*TEXTO*:
Por outro lado, consiste também não só na relação perigosa que se viveu, mas em tudo o que nela se descobre e alcança dentro de si mesmo perante a experiência de infidelidade. O encontro íntimo consigo mesmo, talvez esta seja a grande motivação de todas! O nosso velho Eu de outrora, aquele Eu mais jovial, dinâmico, esperançoso e alegre, partes de nós exiladas ou perdidas no dia a dia pesado e por vezes cinzento que nos fez esquecer de quem somos na totalidade Nós.
Talvez seja muito sobre as vidas que não vivemos, os sonhos que ainda não concretizamos, das partes de nós e da nossa identidade que ainda não descobrimos, a infinidade de vida e potencialidades que foram sendo perdidas pelo caminho e nem sempre nos permitimos a encontrar. A infidelidade pode ser muitas vezes uma porta aberta para tudo isto que existe de mais recôndito em nós.
A infidelidade como um trauma relacional
A infidelidade é uma forma de abuso emocional numa relação, tendo em conta que consiste num comportamento que viola e ultrapassa os limites definidos na relação de casal. É aos olhos da ciência uma ferida de vínculo ou trauma relacional, tendo em conta que ocorre uma violação absolutamente chocante nos princípios basilares do vínculo que construímos com o nosso parceiro.
Quando a nossa pessoa parceira, lugar de segurança e confiança, nos mente e desrespeita, a vida conforme a conhecíamos dá lugar a um intenso terramoto, virando-a do avesso. “Foi como se o chão desaparecesse por debaixo dos pés ou acontecesse uma avalanche.”, “Como se a minha vida, conforme sempre a conheci, tivesse acabado!” ou “Naquele dia, uma parte de mim morreu.”.
Não só é a relação que fica desfeita, entrando numa profunda crise conjugal, como também a pessoa que é vítima de infidelidade, que vê toda a sua identidade e sistema de crenças e valores colocado em causa. Também o adúltero poderá sentir a sua identidade em causa com este acontecimento, agora que se confronta com a descoberta e reação da pessoa parceira. “Quem sou que fiz tanto mal a alguém importante para mim? Que pessoa é esta?”.

*EXCERTOS DO MATERIAL*:
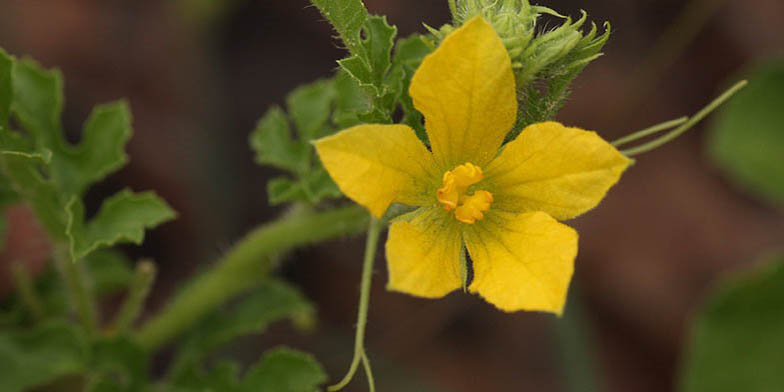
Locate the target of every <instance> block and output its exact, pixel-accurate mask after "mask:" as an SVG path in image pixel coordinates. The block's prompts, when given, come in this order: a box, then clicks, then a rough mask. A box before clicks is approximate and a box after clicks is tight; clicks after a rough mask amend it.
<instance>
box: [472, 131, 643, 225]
mask: <svg viewBox="0 0 784 392" xmlns="http://www.w3.org/2000/svg"><path fill="white" fill-rule="evenodd" d="M630 163H631V161H630V160H629V159H628V158H626V157H625V156H624V155H623V154H621V153H620V152H618V150H616V149H615V147H613V146H611V145H610V144H609V143H607V142H605V141H604V140H602V138H601V137H599V136H598V135H597V134H596V133H595V132H588V131H584V130H582V129H578V128H568V127H565V126H563V125H561V124H559V123H557V122H545V123H538V124H533V125H531V126H528V127H526V128H525V129H524V130H523V132H521V133H520V135H519V136H518V137H517V138H516V139H515V140H513V141H512V142H510V143H509V144H507V145H506V147H504V150H503V152H502V153H501V155H500V156H499V157H498V158H497V159H496V160H495V161H493V162H492V163H491V164H490V166H489V167H488V168H487V169H486V170H485V178H486V181H487V183H488V184H489V185H488V188H489V189H488V190H489V191H490V192H492V193H493V196H495V204H494V205H493V208H499V209H501V210H505V211H511V212H527V211H544V212H547V213H548V214H550V215H551V216H553V217H554V218H556V219H558V220H564V219H570V218H573V217H575V216H577V215H580V214H582V213H584V212H586V211H588V210H590V209H591V208H593V207H595V206H596V205H597V204H599V202H600V201H601V200H602V198H603V197H604V195H605V194H606V193H607V190H609V189H610V187H611V186H613V185H614V184H615V183H616V182H617V181H618V179H619V178H620V177H621V173H623V171H624V170H625V169H626V168H627V167H628V166H629V164H630Z"/></svg>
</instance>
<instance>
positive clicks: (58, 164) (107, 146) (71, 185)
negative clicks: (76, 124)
mask: <svg viewBox="0 0 784 392" xmlns="http://www.w3.org/2000/svg"><path fill="white" fill-rule="evenodd" d="M131 133H132V131H131V112H130V109H129V108H128V105H127V104H126V103H125V102H115V103H110V104H105V105H99V106H96V107H95V108H94V109H93V112H92V113H91V114H90V117H89V118H88V119H87V122H86V123H85V126H84V132H83V134H82V142H81V143H80V144H79V145H77V146H70V145H68V146H63V149H62V151H60V153H59V154H56V155H55V156H54V160H53V162H52V174H53V176H54V177H55V181H57V183H58V184H59V185H60V188H61V189H62V190H63V191H64V192H66V193H69V194H75V195H81V194H83V193H84V191H85V190H86V189H87V187H88V186H89V185H91V184H93V183H96V182H98V181H100V180H102V179H103V178H104V177H106V176H107V175H109V174H111V173H113V172H115V171H117V170H118V169H120V168H121V167H123V166H124V165H125V164H126V163H127V162H128V156H127V155H126V154H125V144H126V143H127V142H128V140H129V139H130V138H131Z"/></svg>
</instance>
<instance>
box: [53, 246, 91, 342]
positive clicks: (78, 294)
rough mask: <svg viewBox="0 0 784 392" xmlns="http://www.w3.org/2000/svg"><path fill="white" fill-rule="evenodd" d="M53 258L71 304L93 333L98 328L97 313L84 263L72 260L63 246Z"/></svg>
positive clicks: (88, 329) (55, 252) (77, 313)
mask: <svg viewBox="0 0 784 392" xmlns="http://www.w3.org/2000/svg"><path fill="white" fill-rule="evenodd" d="M54 260H55V263H56V264H57V266H58V269H59V270H60V273H61V274H62V276H63V279H64V280H65V286H66V289H67V291H68V296H69V297H70V299H71V304H72V306H74V307H75V308H76V313H77V314H78V315H79V319H80V320H81V321H82V324H83V325H84V328H85V329H86V330H87V332H88V333H89V334H93V333H95V331H96V330H97V329H98V313H97V311H96V305H95V298H94V297H93V293H92V290H90V287H89V286H88V285H87V282H86V278H85V275H86V272H85V270H84V263H78V262H76V261H75V260H72V259H71V257H70V252H69V251H68V250H67V249H66V248H65V247H62V248H60V249H58V250H55V252H54Z"/></svg>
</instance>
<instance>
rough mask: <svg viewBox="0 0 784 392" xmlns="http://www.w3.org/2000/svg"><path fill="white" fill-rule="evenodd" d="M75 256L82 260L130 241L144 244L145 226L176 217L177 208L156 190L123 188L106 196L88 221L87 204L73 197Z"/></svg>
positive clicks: (67, 227) (72, 243)
mask: <svg viewBox="0 0 784 392" xmlns="http://www.w3.org/2000/svg"><path fill="white" fill-rule="evenodd" d="M67 214H68V226H67V228H66V234H67V236H68V239H69V241H70V250H71V257H72V258H73V260H79V259H81V258H83V257H85V256H87V255H88V254H89V253H90V252H93V251H95V250H97V249H100V248H103V247H108V246H113V245H115V244H117V243H124V242H130V243H134V244H137V245H139V244H141V243H142V240H143V239H144V230H145V229H149V228H153V227H155V226H157V225H159V224H161V223H163V222H166V221H169V220H171V219H174V217H175V215H176V214H175V212H174V211H173V210H172V209H171V208H170V207H169V205H168V204H166V202H165V201H163V200H162V199H161V198H159V197H158V196H156V195H155V194H154V193H152V192H142V193H136V194H134V193H132V192H131V191H129V190H124V191H121V192H119V193H117V194H115V195H114V196H112V197H110V198H108V199H106V200H105V201H104V202H103V205H102V206H101V209H100V210H99V211H98V214H97V215H96V216H95V217H94V218H93V219H92V220H90V221H89V222H85V221H84V205H83V204H82V201H81V200H80V199H78V198H73V199H72V200H71V202H70V203H69V204H68V206H67Z"/></svg>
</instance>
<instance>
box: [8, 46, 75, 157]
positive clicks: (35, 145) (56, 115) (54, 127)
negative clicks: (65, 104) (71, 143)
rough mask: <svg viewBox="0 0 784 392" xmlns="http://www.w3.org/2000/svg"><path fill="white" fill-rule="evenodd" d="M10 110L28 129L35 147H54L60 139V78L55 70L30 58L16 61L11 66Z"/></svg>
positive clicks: (45, 147)
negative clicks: (34, 145)
mask: <svg viewBox="0 0 784 392" xmlns="http://www.w3.org/2000/svg"><path fill="white" fill-rule="evenodd" d="M13 85H14V99H13V104H12V110H13V111H14V113H15V114H16V116H17V118H18V119H19V122H20V123H21V125H22V126H23V127H24V128H25V129H26V130H27V131H28V132H30V134H31V136H32V137H33V139H34V140H35V146H36V148H44V149H48V150H56V149H57V148H58V147H60V145H61V144H62V143H63V142H64V141H63V140H62V133H61V126H60V115H61V114H62V110H63V81H62V75H61V74H60V71H58V70H52V71H47V70H45V69H43V68H42V67H41V66H40V65H38V64H37V63H36V62H35V61H33V60H31V59H23V60H19V61H16V62H15V63H14V68H13Z"/></svg>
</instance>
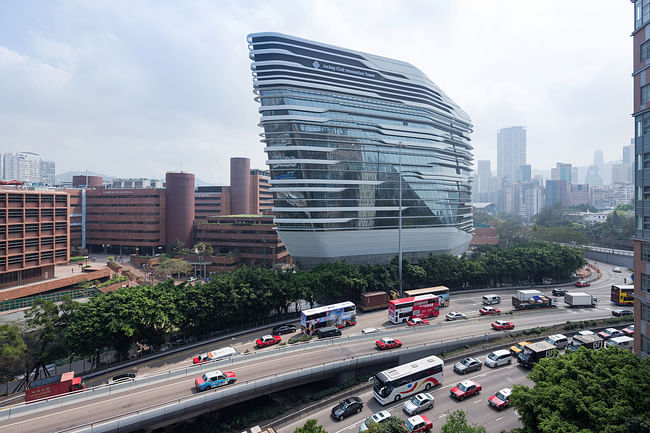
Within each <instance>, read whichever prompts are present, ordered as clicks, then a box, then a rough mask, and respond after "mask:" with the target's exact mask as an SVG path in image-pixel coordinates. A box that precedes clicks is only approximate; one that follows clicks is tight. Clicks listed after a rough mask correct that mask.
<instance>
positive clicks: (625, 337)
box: [605, 336, 634, 350]
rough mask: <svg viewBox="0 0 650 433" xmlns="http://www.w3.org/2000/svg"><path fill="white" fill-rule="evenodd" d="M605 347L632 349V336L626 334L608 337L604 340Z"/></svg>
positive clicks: (632, 338) (633, 347)
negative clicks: (606, 340)
mask: <svg viewBox="0 0 650 433" xmlns="http://www.w3.org/2000/svg"><path fill="white" fill-rule="evenodd" d="M605 347H618V348H620V349H629V350H634V338H632V337H628V336H623V337H614V338H610V339H609V340H607V341H606V342H605Z"/></svg>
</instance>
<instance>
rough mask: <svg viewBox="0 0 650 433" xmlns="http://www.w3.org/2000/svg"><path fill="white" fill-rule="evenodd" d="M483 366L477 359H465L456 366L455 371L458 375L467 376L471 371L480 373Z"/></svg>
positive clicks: (475, 358)
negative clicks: (473, 371)
mask: <svg viewBox="0 0 650 433" xmlns="http://www.w3.org/2000/svg"><path fill="white" fill-rule="evenodd" d="M482 365H483V364H482V363H481V361H479V360H478V359H476V358H469V357H467V358H463V359H461V360H460V361H458V362H457V363H456V364H454V371H455V372H456V373H460V374H465V373H469V372H470V371H478V370H480V369H481V366H482Z"/></svg>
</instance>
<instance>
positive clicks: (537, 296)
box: [512, 290, 557, 310]
mask: <svg viewBox="0 0 650 433" xmlns="http://www.w3.org/2000/svg"><path fill="white" fill-rule="evenodd" d="M524 292H527V293H524ZM530 292H536V293H537V294H533V293H530ZM512 306H513V307H514V308H515V309H516V310H530V309H533V308H548V307H557V299H555V298H549V297H548V296H544V294H542V292H540V291H539V290H517V296H513V297H512Z"/></svg>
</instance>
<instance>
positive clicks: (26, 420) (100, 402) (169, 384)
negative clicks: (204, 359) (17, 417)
mask: <svg viewBox="0 0 650 433" xmlns="http://www.w3.org/2000/svg"><path fill="white" fill-rule="evenodd" d="M175 385H178V383H172V384H169V385H163V386H161V387H160V388H167V387H169V386H175ZM154 386H155V384H154ZM138 394H151V390H148V391H140V392H132V393H129V396H135V395H138ZM195 395H196V394H194V393H193V394H192V395H191V396H195ZM111 397H113V396H111ZM188 397H189V396H188ZM117 398H118V397H116V398H115V399H113V400H117ZM86 401H89V400H86ZM109 402H110V400H107V401H98V402H95V403H90V404H88V405H85V406H83V407H84V408H86V407H90V406H97V405H102V404H106V403H109ZM165 403H169V401H166V402H165ZM144 409H147V408H142V409H139V410H140V411H142V410H144ZM136 410H138V409H133V410H132V411H131V412H135V411H136ZM66 412H76V413H79V408H78V407H77V406H72V407H71V408H70V409H66V410H59V411H57V412H55V413H51V414H48V415H43V416H37V417H29V419H25V420H23V421H18V422H15V423H12V424H5V425H3V426H2V427H12V426H15V425H19V424H24V423H26V422H33V421H34V420H35V419H40V418H48V417H50V416H52V415H59V414H62V413H66ZM77 427H79V425H77V426H74V427H69V429H72V428H77Z"/></svg>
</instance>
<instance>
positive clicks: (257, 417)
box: [154, 396, 288, 433]
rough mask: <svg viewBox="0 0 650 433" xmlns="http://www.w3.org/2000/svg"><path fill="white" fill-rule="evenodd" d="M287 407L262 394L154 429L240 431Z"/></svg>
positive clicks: (168, 430) (213, 430)
mask: <svg viewBox="0 0 650 433" xmlns="http://www.w3.org/2000/svg"><path fill="white" fill-rule="evenodd" d="M287 410H288V409H287V407H286V406H285V405H284V404H282V403H278V402H276V401H275V400H273V399H272V398H271V397H269V396H264V397H260V398H256V399H254V400H250V401H248V402H245V403H242V404H237V405H234V406H230V407H228V408H225V409H221V410H218V411H215V412H210V413H207V414H204V415H200V416H198V417H196V418H194V419H193V421H191V422H186V423H179V424H174V425H171V426H169V427H166V428H163V429H158V430H154V431H155V432H156V433H163V432H165V433H167V432H168V433H171V432H177V431H191V432H192V433H216V432H219V433H240V432H242V431H244V430H246V429H247V428H248V427H250V426H253V425H256V424H259V423H260V422H262V421H264V420H267V419H271V418H275V417H276V416H278V415H281V414H283V413H285V412H286V411H287Z"/></svg>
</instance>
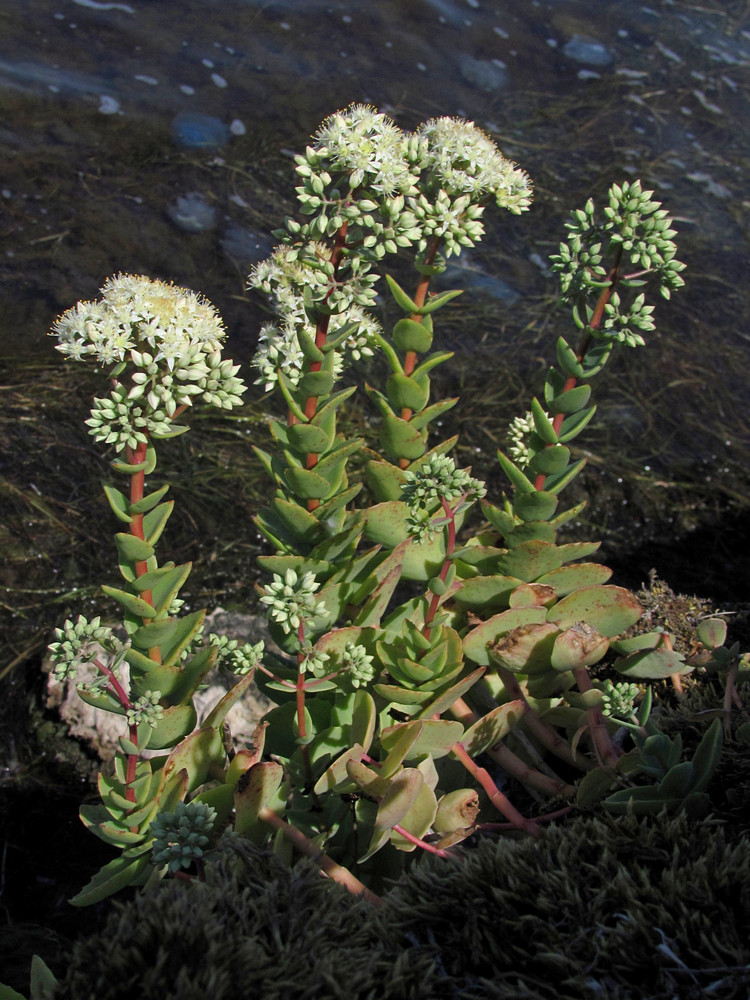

*UTILIZANDO A INFORMAÇÃO*:
1. Transcreva do texto sobre a infidelidade o trecho que vai de "Talvez seja muito" até "recôndito em nós.".
2. Prossiga o texto sobre a infidelidade a partir do ponto em que termina.
O material não tem qualquer relação com o texto sobre a infidelidade.

*RESPOSTAS A SEGUIR*:
1.
Talvez seja muito sobre as vidas que não vivemos, os sonhos que ainda não concretizamos, das partes de nós e da nossa identidade que ainda não descobrimos, a infinidade de vida e potencialidades que foram sendo perdidas pelo caminho e nem sempre nos permitimos a encontrar. A infidelidade pode ser muitas vezes uma porta aberta para tudo isto que existe de mais recôndito em nós.

2.
É com grande frequência que escuto em consulta os casais debaterem-se com a necessidade de esquecer estas situações para seguir em frente. Mas tal é impossível! A situação de infidelidade fica entranhada em cada poro, em cada célula do corpo, mediante uma sensação de ameaça e perigo. Uma ferida que nos atira para o lugar profundo de choque, abandono, medo, rejeição e de desesperança, alterando a perceção de certeza, previsibilidade, segurança e controlo.
As feridas de vínculo, por serem extremamente dolorosas e poderem conduzir à rutura amorosa, requerem um processo de reparação para serem de facto saradas, resolvidas ou ultrapassadas, podendo requerer algum tempo e bastante consistência para isto acontecer. Requer cuidar e reconstruir o vínculo, a confiança que foi totalmente quebrada, a segurança emocional. Conseguir transitar da vergonha do comportamento para a culpa, trazer empaticamente o elemento que magoou para o lugar do parceiro ferido e sarar as feridas, entrar num processo de escuta desta dor e angústia tão grandes.
Contudo, embora seja uma situação muito dolorosa para ambos os parceiros, a resolução da situação é possível, com a ajuda de terapia de casal. Nomeadamente, através de um longo processo de suporte emocional da pessoa que amamos, do desenredar dos significados emocionais da experiência de infidelidade e do reconstruir de uma relação que naquele momento morreu para reconstruir a nova relação, assente nos pilares e nos significados que agora são tão importantes para o antigo mas agora novo casal.